+++ 本文 +++

次に、クライアントを動かして、Oracle Databaseに接続してデータベースのプロファイリングを行います。


背景が水色の部分はDockerのコマンドとオプション、白い部分はHecatoncheirのコマンドとオプションです。

最終的には、ホストの /tmp/docker というディレクトリ(Dockerコンテナ内では /docker ディレクトリ)に repo.db というファイルが作成され、プロファイリングした結果がそこに保存されます。


Running data profiling from Satoshi Nagayasu on Vimeo.

■プロファイリングしたデータを閲覧する


最後にサーバを起動して、レポジトリの情報を閲覧可能にします。

ブラウザ経由で、データの状態を確認することができます。



Running the repository server from Satoshi Nagayasu on Vimeo.

■まとめ


以上、今回はOracle Databaseに対応したツールをDocker化する方法についてご紹介しました。

+++ データ +++

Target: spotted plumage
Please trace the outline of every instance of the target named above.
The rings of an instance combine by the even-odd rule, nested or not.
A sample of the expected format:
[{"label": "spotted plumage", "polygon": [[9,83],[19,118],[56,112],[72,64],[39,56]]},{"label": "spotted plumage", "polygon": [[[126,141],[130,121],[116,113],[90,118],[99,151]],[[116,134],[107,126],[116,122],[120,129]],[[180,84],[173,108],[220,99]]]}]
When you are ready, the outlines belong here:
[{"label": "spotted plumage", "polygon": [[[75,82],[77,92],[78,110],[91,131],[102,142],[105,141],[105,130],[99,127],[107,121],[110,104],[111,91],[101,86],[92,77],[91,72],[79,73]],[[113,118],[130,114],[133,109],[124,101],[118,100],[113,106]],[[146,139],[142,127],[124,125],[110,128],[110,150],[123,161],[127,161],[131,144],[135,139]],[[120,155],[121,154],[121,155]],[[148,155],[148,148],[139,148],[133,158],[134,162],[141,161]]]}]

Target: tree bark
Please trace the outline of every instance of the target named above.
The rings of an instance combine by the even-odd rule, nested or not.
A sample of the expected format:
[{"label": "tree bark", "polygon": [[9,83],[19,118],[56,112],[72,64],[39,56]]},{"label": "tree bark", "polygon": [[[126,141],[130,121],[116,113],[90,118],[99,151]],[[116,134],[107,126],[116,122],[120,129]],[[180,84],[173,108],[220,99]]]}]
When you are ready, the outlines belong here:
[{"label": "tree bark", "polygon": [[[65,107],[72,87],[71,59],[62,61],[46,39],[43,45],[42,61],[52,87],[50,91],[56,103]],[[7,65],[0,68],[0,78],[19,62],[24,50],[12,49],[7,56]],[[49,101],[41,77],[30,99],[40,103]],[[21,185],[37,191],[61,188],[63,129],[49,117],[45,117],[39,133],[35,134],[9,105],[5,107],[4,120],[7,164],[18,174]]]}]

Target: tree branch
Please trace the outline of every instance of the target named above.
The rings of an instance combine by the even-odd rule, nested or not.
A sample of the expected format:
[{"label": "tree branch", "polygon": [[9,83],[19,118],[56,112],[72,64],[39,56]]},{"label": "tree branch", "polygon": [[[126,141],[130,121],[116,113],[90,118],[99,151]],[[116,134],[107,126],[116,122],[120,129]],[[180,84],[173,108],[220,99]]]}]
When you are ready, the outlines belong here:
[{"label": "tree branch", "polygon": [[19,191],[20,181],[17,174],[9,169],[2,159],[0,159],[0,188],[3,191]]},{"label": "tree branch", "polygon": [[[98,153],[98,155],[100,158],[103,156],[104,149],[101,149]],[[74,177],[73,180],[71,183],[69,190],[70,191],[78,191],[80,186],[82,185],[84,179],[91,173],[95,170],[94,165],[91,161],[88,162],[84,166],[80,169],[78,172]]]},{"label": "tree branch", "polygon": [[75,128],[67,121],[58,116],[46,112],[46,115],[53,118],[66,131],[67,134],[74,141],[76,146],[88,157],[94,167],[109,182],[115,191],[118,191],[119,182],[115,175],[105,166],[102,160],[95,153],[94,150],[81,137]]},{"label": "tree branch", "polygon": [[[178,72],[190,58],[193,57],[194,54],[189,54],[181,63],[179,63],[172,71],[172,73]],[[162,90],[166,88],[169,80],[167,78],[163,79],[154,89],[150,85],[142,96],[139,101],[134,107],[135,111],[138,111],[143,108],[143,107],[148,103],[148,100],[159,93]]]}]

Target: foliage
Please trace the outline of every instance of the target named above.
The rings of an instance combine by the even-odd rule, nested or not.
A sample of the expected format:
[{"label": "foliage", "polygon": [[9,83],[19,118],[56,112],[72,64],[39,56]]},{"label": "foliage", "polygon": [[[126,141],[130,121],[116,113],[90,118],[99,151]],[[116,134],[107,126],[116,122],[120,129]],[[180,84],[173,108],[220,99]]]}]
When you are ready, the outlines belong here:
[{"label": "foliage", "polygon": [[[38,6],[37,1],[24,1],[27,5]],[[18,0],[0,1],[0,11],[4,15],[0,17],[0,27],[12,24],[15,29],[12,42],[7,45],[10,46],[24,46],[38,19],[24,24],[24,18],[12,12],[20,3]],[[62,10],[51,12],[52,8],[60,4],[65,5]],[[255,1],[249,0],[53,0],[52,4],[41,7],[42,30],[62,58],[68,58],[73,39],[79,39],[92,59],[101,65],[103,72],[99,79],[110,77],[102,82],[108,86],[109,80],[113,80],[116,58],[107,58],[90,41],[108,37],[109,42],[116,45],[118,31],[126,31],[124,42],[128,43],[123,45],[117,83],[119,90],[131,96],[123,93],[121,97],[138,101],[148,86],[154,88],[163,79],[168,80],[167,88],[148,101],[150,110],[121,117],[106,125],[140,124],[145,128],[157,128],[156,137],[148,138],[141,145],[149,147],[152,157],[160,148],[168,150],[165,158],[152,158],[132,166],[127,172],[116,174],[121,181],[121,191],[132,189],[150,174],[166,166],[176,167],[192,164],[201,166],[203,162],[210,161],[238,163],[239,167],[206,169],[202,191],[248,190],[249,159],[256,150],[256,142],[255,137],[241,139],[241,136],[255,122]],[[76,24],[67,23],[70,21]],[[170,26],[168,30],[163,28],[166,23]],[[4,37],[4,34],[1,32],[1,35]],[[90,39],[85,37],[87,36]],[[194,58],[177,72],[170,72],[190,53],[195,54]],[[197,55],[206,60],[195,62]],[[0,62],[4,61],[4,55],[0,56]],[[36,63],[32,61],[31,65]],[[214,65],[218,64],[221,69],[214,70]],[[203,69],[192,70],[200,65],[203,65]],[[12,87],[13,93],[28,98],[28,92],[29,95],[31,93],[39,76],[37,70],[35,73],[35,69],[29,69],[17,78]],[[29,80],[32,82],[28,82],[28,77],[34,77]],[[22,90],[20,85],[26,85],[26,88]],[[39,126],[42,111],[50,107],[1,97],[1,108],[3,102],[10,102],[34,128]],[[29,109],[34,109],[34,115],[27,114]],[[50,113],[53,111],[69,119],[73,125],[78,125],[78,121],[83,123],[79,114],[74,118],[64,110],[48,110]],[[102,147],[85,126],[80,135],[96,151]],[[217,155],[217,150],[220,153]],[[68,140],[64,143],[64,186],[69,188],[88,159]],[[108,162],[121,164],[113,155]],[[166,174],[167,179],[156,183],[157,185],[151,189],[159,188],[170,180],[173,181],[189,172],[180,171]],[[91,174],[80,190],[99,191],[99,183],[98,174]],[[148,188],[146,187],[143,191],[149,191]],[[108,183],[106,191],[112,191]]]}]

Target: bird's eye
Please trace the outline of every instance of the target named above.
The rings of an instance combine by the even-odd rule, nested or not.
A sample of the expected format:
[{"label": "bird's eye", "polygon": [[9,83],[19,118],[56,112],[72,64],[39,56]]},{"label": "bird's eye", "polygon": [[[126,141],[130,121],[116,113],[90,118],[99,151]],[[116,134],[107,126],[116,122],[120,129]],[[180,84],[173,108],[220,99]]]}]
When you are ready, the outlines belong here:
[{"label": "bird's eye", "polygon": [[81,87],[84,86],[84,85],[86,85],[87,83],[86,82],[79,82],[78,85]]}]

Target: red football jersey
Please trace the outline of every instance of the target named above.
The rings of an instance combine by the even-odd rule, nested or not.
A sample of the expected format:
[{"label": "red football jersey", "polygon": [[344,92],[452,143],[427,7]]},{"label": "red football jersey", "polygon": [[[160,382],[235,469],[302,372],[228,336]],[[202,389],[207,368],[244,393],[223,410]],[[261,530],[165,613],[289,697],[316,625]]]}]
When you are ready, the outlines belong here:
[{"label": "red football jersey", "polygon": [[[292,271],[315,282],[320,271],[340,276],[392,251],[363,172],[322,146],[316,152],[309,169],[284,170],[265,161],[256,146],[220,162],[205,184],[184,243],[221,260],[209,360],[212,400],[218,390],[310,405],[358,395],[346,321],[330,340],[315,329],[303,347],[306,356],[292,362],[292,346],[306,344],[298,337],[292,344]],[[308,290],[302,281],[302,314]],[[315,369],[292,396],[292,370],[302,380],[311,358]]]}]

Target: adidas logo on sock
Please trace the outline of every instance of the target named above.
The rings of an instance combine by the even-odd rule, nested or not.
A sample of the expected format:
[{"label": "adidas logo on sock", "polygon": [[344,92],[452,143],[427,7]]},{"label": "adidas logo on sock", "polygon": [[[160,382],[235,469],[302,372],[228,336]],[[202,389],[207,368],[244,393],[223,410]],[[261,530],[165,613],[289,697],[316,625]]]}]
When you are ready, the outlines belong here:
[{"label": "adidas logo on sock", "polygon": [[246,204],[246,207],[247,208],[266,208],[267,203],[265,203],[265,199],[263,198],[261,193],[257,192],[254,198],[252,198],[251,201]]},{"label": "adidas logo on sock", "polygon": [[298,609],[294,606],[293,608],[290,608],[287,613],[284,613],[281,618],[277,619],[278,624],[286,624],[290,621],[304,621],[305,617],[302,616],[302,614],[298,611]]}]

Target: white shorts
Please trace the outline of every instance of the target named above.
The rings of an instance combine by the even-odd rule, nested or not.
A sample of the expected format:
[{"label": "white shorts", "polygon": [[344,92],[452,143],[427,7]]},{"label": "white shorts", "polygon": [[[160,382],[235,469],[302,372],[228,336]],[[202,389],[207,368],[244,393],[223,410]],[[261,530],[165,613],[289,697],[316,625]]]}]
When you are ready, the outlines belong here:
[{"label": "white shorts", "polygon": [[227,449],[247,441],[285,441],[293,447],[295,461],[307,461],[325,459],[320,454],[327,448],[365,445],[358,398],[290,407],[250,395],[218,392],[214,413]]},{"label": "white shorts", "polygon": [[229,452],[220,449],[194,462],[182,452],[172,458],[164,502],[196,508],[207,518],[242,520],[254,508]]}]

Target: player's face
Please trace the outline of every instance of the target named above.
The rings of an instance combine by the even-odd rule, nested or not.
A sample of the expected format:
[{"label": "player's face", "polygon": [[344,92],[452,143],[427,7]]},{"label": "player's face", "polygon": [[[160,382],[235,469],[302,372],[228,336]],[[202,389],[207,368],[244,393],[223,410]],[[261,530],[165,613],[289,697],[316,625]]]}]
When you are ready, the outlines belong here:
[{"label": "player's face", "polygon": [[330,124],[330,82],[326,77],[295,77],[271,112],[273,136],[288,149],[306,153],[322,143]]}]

+++

— 練習問題 —
1 - 次の(a)〜(c)が本文の内容と合っているかどうかを、それぞれ「はい」か「いいえ」で答えてください。判断の決め手となる本文の語句をそのまま引用してください。
(a) 背景が水色の部分はHecatoncheirのコマンドとオプションである。
(b) repo.db というファイルはホストの /tmp/docker ディレクトリに作成される。
(c) ブラウザ経由でデータの状態を確認できる。
2 - データの中で「Target: player's face」を含む行からデータの最後までの部分について、「expected format」を「required format」に置き換えて書き直してください。そのほかは変えずに、その部分だけを示してください。

— 解答 —
1 -
(a) いいえ。「背景が水色の部分はDockerのコマンドとオプション、白い部分はHecatoncheirのコマンドとオプションです。」
(b) はい。「ホストの /tmp/docker というディレクトリ(Dockerコンテナ内では /docker ディレクトリ)に repo.db というファイルが作成され」
(c) はい。「ブラウザ経由で、データの状態を確認することができます。」

2 -
Target: player's face
Please trace the outline of every instance of the target named above.
The rings of an instance combine by the even-odd rule, nested or not.
A sample of the required format:
[{"label": "player's face", "polygon": [[344,92],[452,143],[427,7]]},{"label": "player's face", "polygon": [[[160,382],[235,469],[302,372],[228,336]],[[202,389],[207,368],[244,393],[223,410]],[[261,530],[165,613],[289,697],[316,625]]]}]
When you are ready, the outlines belong here:
[{"label": "player's face", "polygon": [[330,124],[330,82],[326,77],[295,77],[271,112],[273,136],[288,149],[306,153],[322,143]]}]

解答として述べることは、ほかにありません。